* Excerpted passage
The importance of public services in explaining taxpayer behaviour is also reflected in findings from the Afrobarometer survey. Sixteen percent of the respondents provided “poor public services” as the main reason for why people evade taxes. Related to this, Ali et al. (2014) find a positive correlation between satisfaction with the provision of certain public services and tax compliant attitudes.
3. Lack of tax knowledge
Many participants also argued that they simply do not know how tax revenue is used and that this makes them unwilling to pay tax.
“Unfortunately, people who do not know the importance of paying tax do not pay tax.”
“(…) what is important now is for the government to give tax education to citizens on how they can benefit from tax because currently we do not see any advantage of paying tax.”
“(…) education should be given to the public as to why they should pay tax and how will they benefit from it.”
In this brief, we have argued that continued efforts to increase tax compliance and expand the tax base (the number of citizens and companies paying tax) is likely to be an important part of a successful fiscal policy in Tanzania. A well-functioning non-resource tax system will also be important to induce citizens to hold the government more accountable for public expenditure, including the use of resource revenues. This, in turn, is likely to improve the provision of public services and thereby to increase citizens’ willingness to pay tax.
The results from our survey show that low willingness to pay tax is a significant challenge. High tax rates, poor public services and lack of awareness on taxation and public spending are important factors in explaining the low willingness to pay.
Based on these findings, the following factors may effectively enhance tax compliance in Tanzania:
1.Provide taxpayers with more information about the purpose and use of tax payments.
2.Improve public services and be more sensitive to citizens’ preferences and needs.
3.Make tax payments more affordable and simplified. Addressing the informal sector and cutting down on tax exemptions are complex, challenging, but potentially rewarding areas to focus efforts to broadening the revenue base and building taxpayer culture. In this perspective, the challenge for Tanzania is not only to tax more (i.e. to increase the tax to-GDP ratio), but to tax a larger number of citizens and enterprises more consensually.
Experiences show that taxpayers’ behaviour can be transformed by reforming the tax and expenditure system, leading to both a greater willingness to pay and an increased propensity to mobilise demand for better public services. During this process it is important to strike the right balance between the expansion of the tax base, compliance and enforcement.

* Supplied data
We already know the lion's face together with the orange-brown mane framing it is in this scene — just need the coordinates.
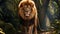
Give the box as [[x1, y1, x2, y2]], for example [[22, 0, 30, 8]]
[[19, 2, 35, 20]]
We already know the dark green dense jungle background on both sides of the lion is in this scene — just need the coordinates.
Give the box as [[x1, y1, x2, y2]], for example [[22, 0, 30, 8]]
[[0, 0, 60, 34]]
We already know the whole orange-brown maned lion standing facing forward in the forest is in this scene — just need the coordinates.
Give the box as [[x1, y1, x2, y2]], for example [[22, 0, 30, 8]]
[[18, 0, 38, 34]]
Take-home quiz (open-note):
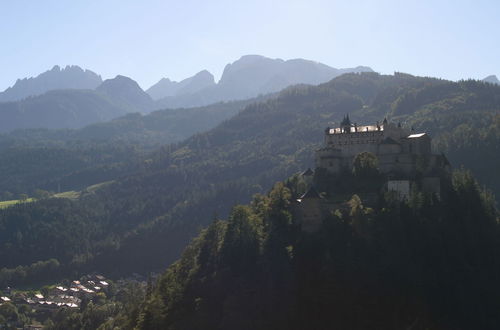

* Task list
1. List the factors that the tax compliance text says explain the low willingness to pay tax.
2. Reproduce the tax compliance text between "2.Improve public services" and "compliance and enforcement.", inclusive.

* Solutions by task
1.
- High tax rates
- Poor public services
- Lack of awareness on taxation and public spending

2.
2.Improve public services and be more sensitive to citizens’ preferences and needs.
3.Make tax payments more affordable and simplified. Addressing the informal sector and cutting down on tax exemptions are complex, challenging, but potentially rewarding areas to focus efforts to broadening the revenue base and building taxpayer culture. In this perspective, the challenge for Tanzania is not only to tax more (i.e. to increase the tax to-GDP ratio), but to tax a larger number of citizens and enterprises more consensually.
Experiences show that taxpayers’ behaviour can be transformed by reforming the tax and expenditure system, leading to both a greater willingness to pay and an increased propensity to mobilise demand for better public services. During this process it is important to strike the right balance between the expansion of the tax base, compliance and enforcement.